__TRY IT__
Pull out each line from the records that has the string "positive" in it.

[[ GIVEN ENTRIES, beginning ]]

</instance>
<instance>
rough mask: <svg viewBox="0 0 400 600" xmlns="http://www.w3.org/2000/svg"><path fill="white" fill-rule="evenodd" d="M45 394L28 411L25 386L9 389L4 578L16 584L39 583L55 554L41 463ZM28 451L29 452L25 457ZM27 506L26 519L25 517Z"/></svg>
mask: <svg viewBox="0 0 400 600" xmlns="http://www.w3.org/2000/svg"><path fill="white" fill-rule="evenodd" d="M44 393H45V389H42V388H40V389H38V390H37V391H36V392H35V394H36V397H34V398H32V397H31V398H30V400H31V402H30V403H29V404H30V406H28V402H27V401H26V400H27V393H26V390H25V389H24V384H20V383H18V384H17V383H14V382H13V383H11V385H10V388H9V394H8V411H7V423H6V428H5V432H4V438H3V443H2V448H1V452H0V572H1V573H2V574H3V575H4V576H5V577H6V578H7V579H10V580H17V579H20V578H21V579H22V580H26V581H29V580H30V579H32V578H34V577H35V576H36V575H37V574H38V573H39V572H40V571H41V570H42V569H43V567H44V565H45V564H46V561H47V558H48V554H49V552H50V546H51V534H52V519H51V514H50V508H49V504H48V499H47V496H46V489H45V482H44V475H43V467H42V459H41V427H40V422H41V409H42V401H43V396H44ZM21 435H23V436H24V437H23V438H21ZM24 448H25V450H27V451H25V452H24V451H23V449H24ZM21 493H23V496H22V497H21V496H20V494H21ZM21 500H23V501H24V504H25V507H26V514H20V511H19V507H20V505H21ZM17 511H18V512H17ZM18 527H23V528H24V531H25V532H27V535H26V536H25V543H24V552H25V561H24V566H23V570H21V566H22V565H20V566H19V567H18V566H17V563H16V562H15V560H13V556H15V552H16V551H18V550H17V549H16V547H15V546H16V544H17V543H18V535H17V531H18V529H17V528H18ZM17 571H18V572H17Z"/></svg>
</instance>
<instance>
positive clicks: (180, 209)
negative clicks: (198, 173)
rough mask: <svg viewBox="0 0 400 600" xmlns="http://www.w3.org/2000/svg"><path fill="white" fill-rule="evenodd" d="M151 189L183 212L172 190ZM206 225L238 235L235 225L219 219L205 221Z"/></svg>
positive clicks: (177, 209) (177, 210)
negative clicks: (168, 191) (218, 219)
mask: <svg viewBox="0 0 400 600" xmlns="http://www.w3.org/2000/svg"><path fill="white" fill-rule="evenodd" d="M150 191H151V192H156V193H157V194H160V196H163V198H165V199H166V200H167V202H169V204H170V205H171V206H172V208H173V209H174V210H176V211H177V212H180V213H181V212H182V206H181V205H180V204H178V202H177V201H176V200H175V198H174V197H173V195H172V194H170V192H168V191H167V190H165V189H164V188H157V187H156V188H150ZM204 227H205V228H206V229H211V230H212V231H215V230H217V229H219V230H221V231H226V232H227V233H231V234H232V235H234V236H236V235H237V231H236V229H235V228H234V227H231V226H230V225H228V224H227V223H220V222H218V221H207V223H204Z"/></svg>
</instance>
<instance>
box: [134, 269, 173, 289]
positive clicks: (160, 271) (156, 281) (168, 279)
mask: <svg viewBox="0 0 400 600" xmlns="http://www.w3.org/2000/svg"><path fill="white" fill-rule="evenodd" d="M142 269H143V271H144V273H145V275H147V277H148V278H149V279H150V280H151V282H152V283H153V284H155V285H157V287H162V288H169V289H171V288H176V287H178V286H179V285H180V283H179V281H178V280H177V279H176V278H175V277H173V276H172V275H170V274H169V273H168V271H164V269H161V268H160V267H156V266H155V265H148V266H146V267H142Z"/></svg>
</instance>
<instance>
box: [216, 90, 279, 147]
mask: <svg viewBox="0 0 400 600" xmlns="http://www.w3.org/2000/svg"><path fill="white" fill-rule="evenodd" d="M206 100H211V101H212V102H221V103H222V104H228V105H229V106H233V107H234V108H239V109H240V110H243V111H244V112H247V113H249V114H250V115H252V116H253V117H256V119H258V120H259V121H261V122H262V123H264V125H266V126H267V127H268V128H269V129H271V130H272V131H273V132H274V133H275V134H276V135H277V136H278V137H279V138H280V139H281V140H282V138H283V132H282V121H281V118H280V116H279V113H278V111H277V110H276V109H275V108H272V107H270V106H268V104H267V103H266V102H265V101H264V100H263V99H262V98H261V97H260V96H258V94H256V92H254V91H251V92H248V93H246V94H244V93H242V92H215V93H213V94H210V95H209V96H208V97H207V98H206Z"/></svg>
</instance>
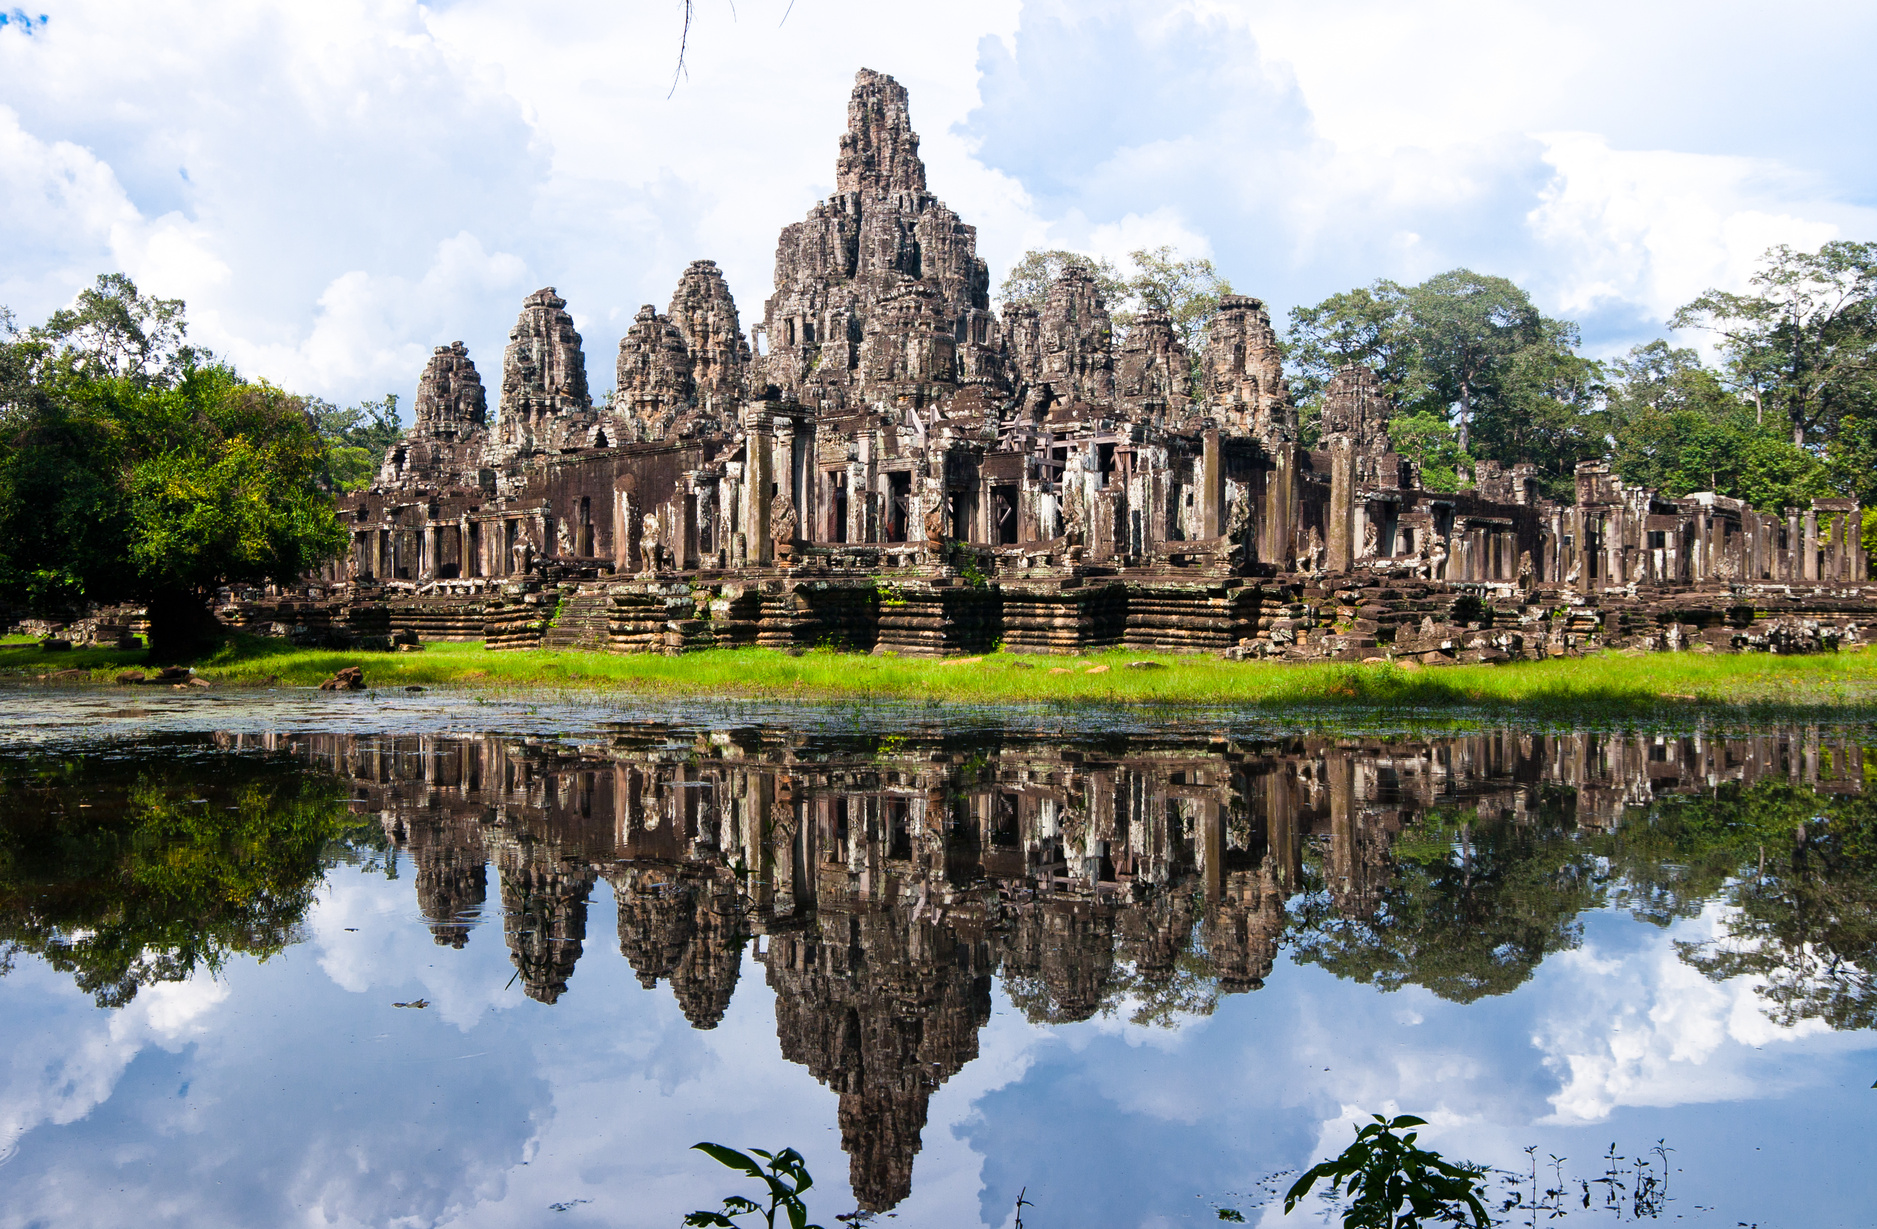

[[ GIVEN ENTRIES, end ]]

__EXPECTED OUTPUT__
positive clicks: (180, 209)
positive clicks: (177, 209) (177, 210)
positive clicks: (160, 271) (156, 281) (168, 279)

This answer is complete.